Seitenauszug –

Kein Vertrauenstatbestand aufgrund der Verwaltungsanweisung im koordinierten Ländererlass vom 17.12.1965 (BStBl II 1966, 34)

Urteil vom 12. März 2020, VI R 35/17

ECLI:DE:BFH:2020:U.120320.VIR35.17.0

BFH VI. Senat

AO § 163 , AO § 227 , EStG § 14 , EStG § 16 , GG Art 20

vorgehend FG Münster, 22. November 2016, Az: 12 K 1519/14E

Leitsätze

1. NV: Bei der Verwaltungsanweisung im koordinierten Ländererlass vom 17.12.1965 (BStBl II 1966, 34) handelt es sich nicht um eine Billigkeitsregelung, sondern um eine norminterpretierende, mit der Gesetzeslage nicht in Einklang stehende Richtlinie, die keinen Vertrauenstatbestand begründen kann.

2. NV: Eine Übergangsregelung der Finanzverwaltung kann nicht in Form einer typisierenden Billigkeitsregelung getroffen werden.

Tenor

Auf die Revision des Beklagten wird das Urteil des Finanzgerichts Münster vom 22.11.2016 – 12 K 1519/14 E aufgehoben.

Die Klage wird abgewiesen.

Die Kosten des gesamten Verfahrens haben die Klägerinnen zu tragen.

Tatbestand

I.

  1. Die Klägerinnen und Revisionsbeklagten (Klägerinnen) sind je zur Hälfte Erbinnen ihrer 2005 verstorbenen Mutter (M). M hatte ihrerseits von ihrem vorverstorbenen Ehemann (E) im Jahr 1987 einen ruhenden landwirtschaftlichen Betrieb übernommen. Eine Aufgabeerklärung wurde nicht abgegeben. Weder E noch M wurden in dieser Zeit steuerlich geführt.
  2. Im Rahmen einer Außenprüfung stellte die Prüferin fest, dass E zuletzt in seinem Eigentum befindliche Flächen von … ha zzgl. Hofstelle (… ha) zumindest bis zum Wirtschaftsjahr 1976/1977 bewirtschaftet hatte. Ab Oktober 1979 waren –abgesehen von den Wirtschaftsgebäuden– Flächen an X verpachtet. Ab dem 01.01.1986 waren weitere … ha an Y verpachtet.
  3. Mit notariell beurkundetem Vertrag vom …1998 veräußerte M ein Grundstück von ca. … qm an die Stadt Z gegen ratenweise Kaufpreiszahlung.

Umrisse beschrifteter Bereiche
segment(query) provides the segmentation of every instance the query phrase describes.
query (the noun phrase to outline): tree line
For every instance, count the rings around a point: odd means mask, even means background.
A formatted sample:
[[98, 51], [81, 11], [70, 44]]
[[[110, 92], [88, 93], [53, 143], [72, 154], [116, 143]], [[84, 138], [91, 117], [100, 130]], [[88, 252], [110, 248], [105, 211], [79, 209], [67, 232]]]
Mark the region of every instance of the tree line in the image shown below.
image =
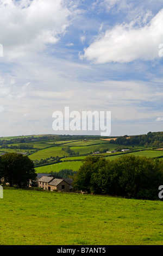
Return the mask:
[[35, 181], [37, 174], [34, 165], [27, 156], [18, 153], [6, 153], [0, 157], [0, 181], [10, 187], [28, 186]]
[[109, 161], [87, 156], [73, 176], [77, 190], [128, 198], [158, 199], [163, 185], [163, 161], [126, 155]]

Arbeitsaufträge –
(1) Zähle sämtliche Normen auf, die das Urteil in der Zeile mit „AO § 163“ nennt.
(2) Bitte übernimm aus dem Urteil wörtlich die Stelle, die mit „2. Im Rahmen“ einsetzt und bis einschließlich „gegen ratenweise Kaufpreiszahlung.“ reicht.
(3) Beantworte anhand des Urteils kurz diese Fragen:
(a) Welches Gericht entschied in der Vorinstanz?
(b) In welchem Jahr übernahm M den ruhenden landwirtschaftlichen Betrieb?
(c) Wer hat die Kosten des gesamten Verfahrens zu tragen?

Lösungen –
(1) AO § 163, AO § 227, EStG § 14, EStG § 16, GG Art 20

(2)
2. Im Rahmen einer Außenprüfung stellte die Prüferin fest, dass E zuletzt in seinem Eigentum befindliche Flächen von … ha zzgl. Hofstelle (… ha) zumindest bis zum Wirtschaftsjahr 1976/1977 bewirtschaftet hatte. Ab Oktober 1979 waren –abgesehen von den Wirtschaftsgebäuden– Flächen an X verpachtet. Ab dem 01.01.1986 waren weitere … ha an Y verpachtet.
  3. Mit notariell beurkundetem Vertrag vom …1998 veräußerte M ein Grundstück von ca. … qm an die Stadt Z gegen ratenweise Kaufpreiszahlung.

(3)
(a) Das FG Münster
(b) 1987
(c) Die Klägerinnen